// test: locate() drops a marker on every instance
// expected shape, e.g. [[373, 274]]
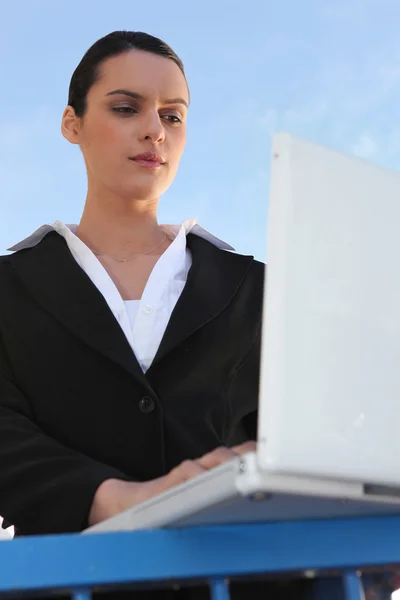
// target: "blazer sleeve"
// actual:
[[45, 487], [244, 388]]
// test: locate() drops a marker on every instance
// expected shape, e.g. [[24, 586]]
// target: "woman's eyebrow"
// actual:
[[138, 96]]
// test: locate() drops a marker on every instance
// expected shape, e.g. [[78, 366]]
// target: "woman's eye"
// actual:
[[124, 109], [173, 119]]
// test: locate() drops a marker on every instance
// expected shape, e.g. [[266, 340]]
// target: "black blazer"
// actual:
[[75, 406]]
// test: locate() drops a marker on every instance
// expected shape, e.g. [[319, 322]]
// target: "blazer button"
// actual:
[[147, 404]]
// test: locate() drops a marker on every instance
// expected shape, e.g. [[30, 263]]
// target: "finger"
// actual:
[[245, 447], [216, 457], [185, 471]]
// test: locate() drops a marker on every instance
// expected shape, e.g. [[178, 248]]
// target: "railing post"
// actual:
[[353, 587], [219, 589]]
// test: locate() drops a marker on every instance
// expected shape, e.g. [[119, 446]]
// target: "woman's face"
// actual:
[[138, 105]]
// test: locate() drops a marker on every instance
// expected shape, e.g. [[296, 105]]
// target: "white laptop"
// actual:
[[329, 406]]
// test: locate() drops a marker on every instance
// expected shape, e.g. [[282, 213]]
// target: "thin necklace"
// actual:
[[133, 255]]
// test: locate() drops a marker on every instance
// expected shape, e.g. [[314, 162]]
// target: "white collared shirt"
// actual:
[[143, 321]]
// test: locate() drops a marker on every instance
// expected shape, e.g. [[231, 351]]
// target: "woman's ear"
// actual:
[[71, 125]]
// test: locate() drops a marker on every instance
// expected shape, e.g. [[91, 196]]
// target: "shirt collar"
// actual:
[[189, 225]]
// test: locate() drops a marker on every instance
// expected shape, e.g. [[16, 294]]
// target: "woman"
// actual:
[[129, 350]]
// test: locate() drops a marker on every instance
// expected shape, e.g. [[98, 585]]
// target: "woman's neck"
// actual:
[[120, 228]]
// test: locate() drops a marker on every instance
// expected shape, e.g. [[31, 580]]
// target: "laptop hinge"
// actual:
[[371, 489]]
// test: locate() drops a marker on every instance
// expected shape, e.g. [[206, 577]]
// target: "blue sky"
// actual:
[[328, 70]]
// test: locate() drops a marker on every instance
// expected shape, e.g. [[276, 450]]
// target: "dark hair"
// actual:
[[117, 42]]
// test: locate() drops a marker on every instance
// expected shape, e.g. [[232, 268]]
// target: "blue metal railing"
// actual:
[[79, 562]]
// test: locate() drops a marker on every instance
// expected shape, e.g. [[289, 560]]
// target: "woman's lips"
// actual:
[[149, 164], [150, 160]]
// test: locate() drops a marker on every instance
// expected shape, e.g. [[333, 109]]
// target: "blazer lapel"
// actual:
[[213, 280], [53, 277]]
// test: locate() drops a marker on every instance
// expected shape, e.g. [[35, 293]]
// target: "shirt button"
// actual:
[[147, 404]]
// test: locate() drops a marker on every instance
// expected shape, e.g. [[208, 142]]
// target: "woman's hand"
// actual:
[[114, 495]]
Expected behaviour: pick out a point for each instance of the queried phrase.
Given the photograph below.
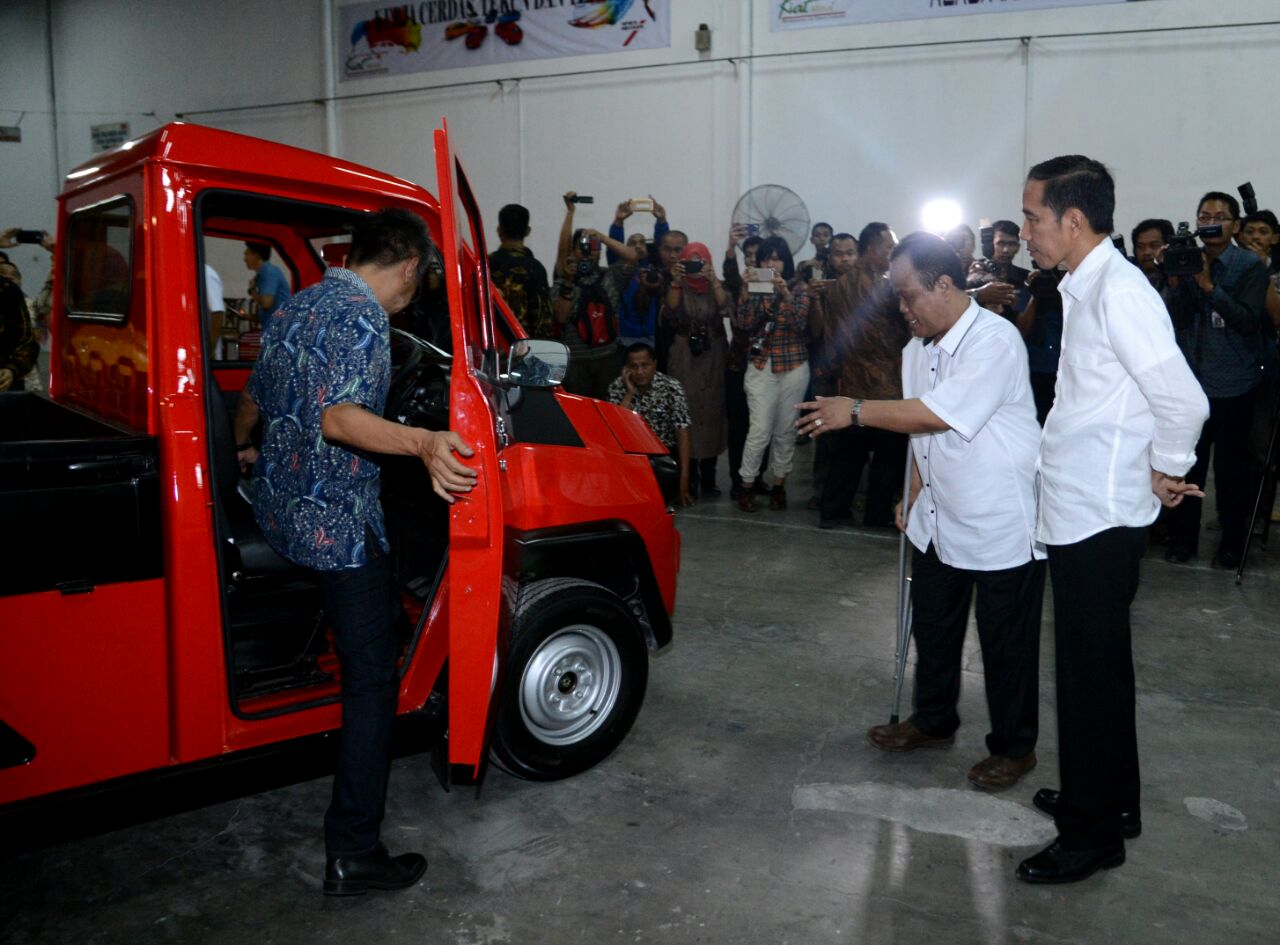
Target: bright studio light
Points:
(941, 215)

+ + +

Rewrite the records above as a numbered list, from their first line through the line that contains "[[75, 406]]", skipping any blank lines. Leave the pictures out.

▶ Solution below:
1. // test: locate() drops a marker on every instance
2. // expected shape, e.g. [[373, 274]]
3. // target: "blazer sleeve"
4. // actual:
5. [[45, 487], [244, 388]]
6. // test: locate() drops a marker on every instance
7. // expected shape, e.g. [[24, 586]]
8. // target: "woman's eyebrow"
9. // actual:
10. [[138, 96]]
11. // test: locate() drops a marker on every instance
12. // expected shape, e.g. [[78, 366]]
13. // target: "woman's eye"
14. // actual:
15. [[124, 109], [173, 119]]
16. // test: locate() drops a marker on every instance
17. // expected shape, e.g. [[266, 340]]
18. // target: "black blazer"
19. // actual:
20. [[75, 406]]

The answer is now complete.